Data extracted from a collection
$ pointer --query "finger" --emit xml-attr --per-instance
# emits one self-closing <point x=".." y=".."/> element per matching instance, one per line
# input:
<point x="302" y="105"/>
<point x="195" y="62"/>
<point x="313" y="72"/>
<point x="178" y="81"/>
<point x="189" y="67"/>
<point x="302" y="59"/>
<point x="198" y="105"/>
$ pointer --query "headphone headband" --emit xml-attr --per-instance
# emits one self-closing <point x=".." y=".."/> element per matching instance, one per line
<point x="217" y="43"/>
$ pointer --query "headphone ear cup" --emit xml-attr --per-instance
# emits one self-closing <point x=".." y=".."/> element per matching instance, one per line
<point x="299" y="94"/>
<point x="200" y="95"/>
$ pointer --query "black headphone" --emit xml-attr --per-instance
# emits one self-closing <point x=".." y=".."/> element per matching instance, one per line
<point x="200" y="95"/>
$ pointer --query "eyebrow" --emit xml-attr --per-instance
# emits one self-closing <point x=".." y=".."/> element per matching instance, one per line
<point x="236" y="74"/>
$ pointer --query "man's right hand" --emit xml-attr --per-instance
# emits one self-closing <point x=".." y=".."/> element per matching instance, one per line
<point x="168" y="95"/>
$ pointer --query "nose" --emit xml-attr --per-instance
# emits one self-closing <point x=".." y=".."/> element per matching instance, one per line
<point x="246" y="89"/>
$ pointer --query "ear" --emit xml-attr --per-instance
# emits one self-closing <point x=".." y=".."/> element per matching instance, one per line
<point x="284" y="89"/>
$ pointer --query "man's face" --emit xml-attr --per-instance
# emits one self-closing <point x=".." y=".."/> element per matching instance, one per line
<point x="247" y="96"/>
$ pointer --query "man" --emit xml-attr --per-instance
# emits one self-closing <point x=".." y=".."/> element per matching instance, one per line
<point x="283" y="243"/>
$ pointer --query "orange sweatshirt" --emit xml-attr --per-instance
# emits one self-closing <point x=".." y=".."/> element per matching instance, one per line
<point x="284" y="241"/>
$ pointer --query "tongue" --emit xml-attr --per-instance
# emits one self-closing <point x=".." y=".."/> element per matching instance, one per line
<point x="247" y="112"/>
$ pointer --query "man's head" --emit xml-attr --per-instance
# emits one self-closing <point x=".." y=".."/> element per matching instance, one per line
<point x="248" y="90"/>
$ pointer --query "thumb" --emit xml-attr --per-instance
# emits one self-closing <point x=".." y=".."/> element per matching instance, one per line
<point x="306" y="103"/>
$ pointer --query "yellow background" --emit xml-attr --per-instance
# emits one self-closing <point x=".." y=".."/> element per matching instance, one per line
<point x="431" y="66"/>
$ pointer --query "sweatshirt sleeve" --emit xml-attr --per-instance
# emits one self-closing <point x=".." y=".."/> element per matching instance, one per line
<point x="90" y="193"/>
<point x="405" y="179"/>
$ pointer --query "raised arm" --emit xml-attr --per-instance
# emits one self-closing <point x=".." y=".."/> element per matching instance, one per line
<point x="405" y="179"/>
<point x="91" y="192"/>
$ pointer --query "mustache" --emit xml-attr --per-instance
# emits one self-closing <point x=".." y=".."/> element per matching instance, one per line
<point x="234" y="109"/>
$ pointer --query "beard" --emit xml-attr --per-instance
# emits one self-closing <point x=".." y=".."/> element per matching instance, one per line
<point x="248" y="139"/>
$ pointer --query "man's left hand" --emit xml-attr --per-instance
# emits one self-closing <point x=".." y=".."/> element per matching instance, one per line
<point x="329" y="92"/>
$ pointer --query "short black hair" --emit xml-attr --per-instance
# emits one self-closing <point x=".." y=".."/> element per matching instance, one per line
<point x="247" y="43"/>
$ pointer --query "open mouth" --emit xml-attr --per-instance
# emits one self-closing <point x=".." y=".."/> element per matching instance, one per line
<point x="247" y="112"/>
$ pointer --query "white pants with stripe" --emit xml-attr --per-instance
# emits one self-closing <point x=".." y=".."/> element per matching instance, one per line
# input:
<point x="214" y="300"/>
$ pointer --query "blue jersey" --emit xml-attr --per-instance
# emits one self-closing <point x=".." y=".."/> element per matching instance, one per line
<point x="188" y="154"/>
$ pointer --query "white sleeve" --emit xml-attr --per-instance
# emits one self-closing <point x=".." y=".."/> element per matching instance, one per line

Job: Write the data back out verbatim.

Task result:
$ pointer --query "finger" --emit xml-attr --per-instance
# emits one self-closing <point x=".." y=".."/> element per matching instance, one per line
# input:
<point x="302" y="105"/>
<point x="195" y="62"/>
<point x="313" y="72"/>
<point x="178" y="81"/>
<point x="189" y="67"/>
<point x="302" y="59"/>
<point x="198" y="105"/>
$ pointer --query "headphone headband" --emit xml-attr --per-instance
# emits one self-closing <point x=".." y=".."/> element per matching instance, one per line
<point x="217" y="43"/>
$ pointer --query "headphone ear cup" --emit xml-attr --per-instance
# emits one self-closing <point x=".." y=".."/> element per matching instance, one per line
<point x="299" y="94"/>
<point x="200" y="95"/>
$ pointer --query "black headphone" --emit xml-attr --per-instance
# emits one self-closing <point x=".." y=".."/> element per matching instance, one per line
<point x="200" y="95"/>
$ pointer --query "eyebrow" --emit xml-attr --per-instance
# emits one self-closing <point x=".." y=".."/> element per matching instance, one per line
<point x="236" y="74"/>
$ pointer --query "man's right hand" --emit xml-attr --per-instance
# emits one self-closing <point x=".." y=".."/> element per matching instance, one per line
<point x="168" y="95"/>
$ pointer --query "nose" --emit xml-attr --per-instance
# emits one self-closing <point x=".." y=".."/> element per matching instance, one per line
<point x="246" y="89"/>
$ pointer --query "ear" --emit xml-attr --per-instance
# emits one self-closing <point x=".." y=".."/> element per matching instance, one per line
<point x="284" y="89"/>
$ pointer --query "man's face" --emit xml-attr --per-instance
# emits one self-closing <point x=".." y=".."/> element per matching instance, one per line
<point x="247" y="96"/>
$ pointer --query "man" --emit xml-attr --per-instance
# emits one self-closing <point x=".." y=".."/> element per matching instance, one per line
<point x="283" y="243"/>
$ pointer --query "orange sweatshirt" --emit xml-attr --per-instance
# emits one self-closing <point x=".." y=".."/> element per matching instance, one per line
<point x="284" y="241"/>
$ pointer --query "tongue" --emit xml-attr --per-instance
# emits one self-closing <point x=".." y=".."/> element per matching instance, one per line
<point x="247" y="112"/>
$ pointer --query "man's head" --emit xml-attr --per-instance
# emits one self-closing <point x=".." y=".."/> element per matching instance, one per line
<point x="248" y="90"/>
$ pointer --query "thumb" --emit xml-attr --per-instance
# emits one self-closing <point x=".." y=".."/> element per matching instance, one per line
<point x="306" y="103"/>
$ pointer --query "yellow background" --emit xml-attr --per-instance
# emits one self-closing <point x=".." y=".."/> element per matching instance, one per line
<point x="431" y="66"/>
$ pointer --query "sweatshirt sleeve" --emit xml-attr --per-instance
# emits one self-closing <point x=".." y=".."/> element per matching instance, one per line
<point x="90" y="193"/>
<point x="405" y="179"/>
$ pointer --query "raised arm" --emit xml-attr --per-instance
# emits one self-closing <point x=".." y=".."/> element per matching instance, one per line
<point x="405" y="179"/>
<point x="91" y="192"/>
$ pointer --query "mustache" --emit xml-attr --per-instance
# emits one self-closing <point x=".." y=".."/> element per matching instance, one per line
<point x="234" y="109"/>
$ pointer --query "beard" --emit xml-attr --per-instance
# emits one self-closing <point x=".." y=".."/> element per matching instance, one per line
<point x="248" y="139"/>
$ pointer --query "man's left hand" --emit xml-attr --per-instance
# emits one self-closing <point x=".." y=".."/> element per matching instance, one per line
<point x="329" y="92"/>
$ pointer --query "short black hair" --emit xml-attr --per-instance
# emits one self-closing <point x=".." y=".."/> element per matching instance, one per line
<point x="247" y="43"/>
$ pointer --query "open mouth" --emit xml-attr --per-instance
# emits one self-closing <point x=".." y=".."/> element per matching instance, one per line
<point x="247" y="112"/>
$ pointer --query "white pants with stripe" --emit xml-attr --per-instance
# emits one self-closing <point x=".." y=".."/> element per matching instance, one per line
# input:
<point x="214" y="300"/>
$ pointer --query "blue jersey" --emit xml-attr --per-instance
# emits one self-closing <point x=".." y=".."/> element per matching instance, one per line
<point x="188" y="154"/>
$ pointer --query "white sleeve" --emit xml-attr --per-instance
# emits one self-closing <point x=".." y=".."/> element per matching instance, one per line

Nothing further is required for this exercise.